** begin Data supplied **

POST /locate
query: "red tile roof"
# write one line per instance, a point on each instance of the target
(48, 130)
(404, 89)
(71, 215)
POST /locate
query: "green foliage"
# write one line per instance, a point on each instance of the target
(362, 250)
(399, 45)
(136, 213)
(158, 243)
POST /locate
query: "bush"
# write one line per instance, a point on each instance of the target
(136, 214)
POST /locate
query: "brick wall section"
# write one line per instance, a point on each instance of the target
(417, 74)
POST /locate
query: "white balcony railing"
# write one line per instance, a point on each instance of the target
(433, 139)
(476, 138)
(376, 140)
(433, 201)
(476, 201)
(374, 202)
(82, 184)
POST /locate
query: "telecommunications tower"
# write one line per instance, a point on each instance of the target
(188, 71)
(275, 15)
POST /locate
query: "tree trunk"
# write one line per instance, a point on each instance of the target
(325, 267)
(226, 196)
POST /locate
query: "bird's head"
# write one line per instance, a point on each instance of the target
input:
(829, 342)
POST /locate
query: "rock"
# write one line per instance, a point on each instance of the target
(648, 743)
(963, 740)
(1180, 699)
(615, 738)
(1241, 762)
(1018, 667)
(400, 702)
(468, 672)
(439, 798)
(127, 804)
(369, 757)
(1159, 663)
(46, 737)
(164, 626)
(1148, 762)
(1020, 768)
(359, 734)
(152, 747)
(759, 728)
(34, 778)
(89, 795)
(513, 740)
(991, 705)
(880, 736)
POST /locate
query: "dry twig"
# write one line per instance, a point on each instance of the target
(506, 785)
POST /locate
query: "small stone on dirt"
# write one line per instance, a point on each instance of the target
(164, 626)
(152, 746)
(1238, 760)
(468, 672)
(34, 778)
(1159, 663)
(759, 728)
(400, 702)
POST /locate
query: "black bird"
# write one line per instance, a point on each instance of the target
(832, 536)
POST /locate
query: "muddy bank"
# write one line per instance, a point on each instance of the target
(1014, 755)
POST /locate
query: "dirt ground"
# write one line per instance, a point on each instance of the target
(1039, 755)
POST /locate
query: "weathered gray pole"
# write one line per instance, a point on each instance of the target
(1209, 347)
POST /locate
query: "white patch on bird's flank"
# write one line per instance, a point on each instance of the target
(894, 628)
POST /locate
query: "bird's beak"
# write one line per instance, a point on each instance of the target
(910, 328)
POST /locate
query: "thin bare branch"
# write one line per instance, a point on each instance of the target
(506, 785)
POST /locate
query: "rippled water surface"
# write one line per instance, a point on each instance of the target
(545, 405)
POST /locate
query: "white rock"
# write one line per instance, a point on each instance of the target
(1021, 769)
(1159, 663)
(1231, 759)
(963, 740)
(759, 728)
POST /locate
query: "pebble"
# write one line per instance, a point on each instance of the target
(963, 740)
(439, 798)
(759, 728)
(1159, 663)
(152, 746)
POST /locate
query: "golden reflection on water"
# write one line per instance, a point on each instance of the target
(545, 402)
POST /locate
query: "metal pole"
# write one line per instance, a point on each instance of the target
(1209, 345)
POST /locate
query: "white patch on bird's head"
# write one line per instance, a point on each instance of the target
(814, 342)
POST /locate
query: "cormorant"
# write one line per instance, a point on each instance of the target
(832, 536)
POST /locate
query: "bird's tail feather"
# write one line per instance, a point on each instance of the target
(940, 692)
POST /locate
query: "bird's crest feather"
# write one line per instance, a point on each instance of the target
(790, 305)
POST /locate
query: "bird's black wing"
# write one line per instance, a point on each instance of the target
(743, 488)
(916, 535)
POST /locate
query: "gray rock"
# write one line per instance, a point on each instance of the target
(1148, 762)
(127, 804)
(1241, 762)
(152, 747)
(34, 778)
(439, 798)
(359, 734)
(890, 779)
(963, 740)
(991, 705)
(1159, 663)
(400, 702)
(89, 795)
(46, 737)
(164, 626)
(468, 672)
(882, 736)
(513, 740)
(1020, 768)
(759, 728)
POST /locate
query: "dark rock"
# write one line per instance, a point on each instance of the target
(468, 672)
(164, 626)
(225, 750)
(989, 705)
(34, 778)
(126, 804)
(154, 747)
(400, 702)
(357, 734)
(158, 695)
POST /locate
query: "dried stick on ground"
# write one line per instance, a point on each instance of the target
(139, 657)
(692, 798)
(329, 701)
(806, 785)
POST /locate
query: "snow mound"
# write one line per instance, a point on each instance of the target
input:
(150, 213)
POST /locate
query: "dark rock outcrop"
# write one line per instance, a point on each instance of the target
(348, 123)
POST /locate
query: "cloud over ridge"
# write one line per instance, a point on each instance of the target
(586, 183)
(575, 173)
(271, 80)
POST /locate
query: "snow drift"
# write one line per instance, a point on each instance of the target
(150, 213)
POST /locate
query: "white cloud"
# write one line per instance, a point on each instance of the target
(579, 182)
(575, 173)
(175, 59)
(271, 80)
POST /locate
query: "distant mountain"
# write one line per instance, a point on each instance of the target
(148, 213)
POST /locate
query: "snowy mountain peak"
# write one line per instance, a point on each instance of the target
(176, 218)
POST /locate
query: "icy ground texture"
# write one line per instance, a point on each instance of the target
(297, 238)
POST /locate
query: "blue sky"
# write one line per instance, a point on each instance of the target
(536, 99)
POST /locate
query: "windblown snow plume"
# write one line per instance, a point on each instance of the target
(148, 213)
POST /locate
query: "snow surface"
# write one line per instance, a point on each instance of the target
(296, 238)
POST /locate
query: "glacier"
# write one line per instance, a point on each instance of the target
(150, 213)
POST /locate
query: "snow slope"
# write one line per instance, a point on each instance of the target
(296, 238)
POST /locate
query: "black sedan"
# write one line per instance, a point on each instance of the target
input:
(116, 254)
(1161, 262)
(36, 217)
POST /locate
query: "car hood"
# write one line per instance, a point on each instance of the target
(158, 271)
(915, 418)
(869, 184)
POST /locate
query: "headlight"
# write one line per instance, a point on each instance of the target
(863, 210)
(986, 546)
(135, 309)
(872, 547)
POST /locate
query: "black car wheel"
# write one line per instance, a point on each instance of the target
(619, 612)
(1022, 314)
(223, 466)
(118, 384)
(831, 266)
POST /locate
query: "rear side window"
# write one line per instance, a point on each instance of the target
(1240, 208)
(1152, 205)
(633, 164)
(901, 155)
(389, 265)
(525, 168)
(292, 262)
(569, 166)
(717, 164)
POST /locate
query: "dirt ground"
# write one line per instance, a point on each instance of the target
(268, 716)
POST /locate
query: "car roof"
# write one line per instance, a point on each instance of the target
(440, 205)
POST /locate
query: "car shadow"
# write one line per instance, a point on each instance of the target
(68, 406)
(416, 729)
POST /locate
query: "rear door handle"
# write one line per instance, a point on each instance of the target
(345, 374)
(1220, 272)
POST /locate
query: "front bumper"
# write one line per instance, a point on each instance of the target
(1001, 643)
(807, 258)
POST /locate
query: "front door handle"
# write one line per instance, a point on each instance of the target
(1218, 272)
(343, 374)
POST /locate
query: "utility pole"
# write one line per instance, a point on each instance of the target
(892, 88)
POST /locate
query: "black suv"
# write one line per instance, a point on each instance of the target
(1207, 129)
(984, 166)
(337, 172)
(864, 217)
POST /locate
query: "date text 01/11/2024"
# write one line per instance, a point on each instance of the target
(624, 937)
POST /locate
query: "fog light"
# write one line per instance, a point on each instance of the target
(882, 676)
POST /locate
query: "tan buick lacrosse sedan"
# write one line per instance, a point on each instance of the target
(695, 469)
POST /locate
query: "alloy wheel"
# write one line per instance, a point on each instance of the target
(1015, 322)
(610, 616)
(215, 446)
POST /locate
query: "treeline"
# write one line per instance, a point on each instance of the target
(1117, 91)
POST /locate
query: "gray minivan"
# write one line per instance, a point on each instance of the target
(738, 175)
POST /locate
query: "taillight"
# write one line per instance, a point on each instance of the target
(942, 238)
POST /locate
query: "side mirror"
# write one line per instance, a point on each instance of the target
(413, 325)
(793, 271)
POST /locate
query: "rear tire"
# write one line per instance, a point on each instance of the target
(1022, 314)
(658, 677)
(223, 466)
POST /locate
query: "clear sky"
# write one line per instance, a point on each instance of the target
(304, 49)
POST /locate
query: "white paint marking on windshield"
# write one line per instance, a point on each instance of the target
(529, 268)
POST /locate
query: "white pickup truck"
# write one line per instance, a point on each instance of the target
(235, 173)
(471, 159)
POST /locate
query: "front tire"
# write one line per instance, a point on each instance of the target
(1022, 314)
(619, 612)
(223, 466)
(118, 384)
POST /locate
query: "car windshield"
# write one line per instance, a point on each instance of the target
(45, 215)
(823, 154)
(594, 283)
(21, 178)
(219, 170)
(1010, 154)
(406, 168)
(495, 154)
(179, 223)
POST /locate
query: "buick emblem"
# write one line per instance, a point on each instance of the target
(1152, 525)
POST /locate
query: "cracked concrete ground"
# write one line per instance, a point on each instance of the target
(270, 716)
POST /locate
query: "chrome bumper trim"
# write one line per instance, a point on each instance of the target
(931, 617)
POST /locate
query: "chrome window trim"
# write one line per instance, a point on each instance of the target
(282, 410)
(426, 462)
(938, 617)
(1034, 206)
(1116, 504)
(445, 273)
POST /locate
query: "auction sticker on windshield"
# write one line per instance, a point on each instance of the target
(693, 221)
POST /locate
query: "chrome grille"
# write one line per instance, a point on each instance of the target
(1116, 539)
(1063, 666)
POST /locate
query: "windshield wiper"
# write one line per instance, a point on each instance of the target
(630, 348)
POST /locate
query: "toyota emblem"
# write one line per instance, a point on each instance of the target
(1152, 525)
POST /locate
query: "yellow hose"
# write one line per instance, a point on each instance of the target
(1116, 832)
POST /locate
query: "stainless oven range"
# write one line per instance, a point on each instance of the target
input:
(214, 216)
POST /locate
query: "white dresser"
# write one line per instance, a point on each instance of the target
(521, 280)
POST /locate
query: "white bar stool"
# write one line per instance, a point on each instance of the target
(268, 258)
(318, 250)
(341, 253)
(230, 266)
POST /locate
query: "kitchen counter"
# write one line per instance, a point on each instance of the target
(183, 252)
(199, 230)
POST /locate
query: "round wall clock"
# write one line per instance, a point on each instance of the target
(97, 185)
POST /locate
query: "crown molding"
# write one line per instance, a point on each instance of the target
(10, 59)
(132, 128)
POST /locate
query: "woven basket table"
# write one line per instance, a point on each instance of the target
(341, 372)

** end Data supplied **

**Brief**
Identify each line of the listing above that contains the word "buick", and copy those lines out. Case counts.

**Solution**
query: "tan buick lacrosse sedan"
query: "buick emblem"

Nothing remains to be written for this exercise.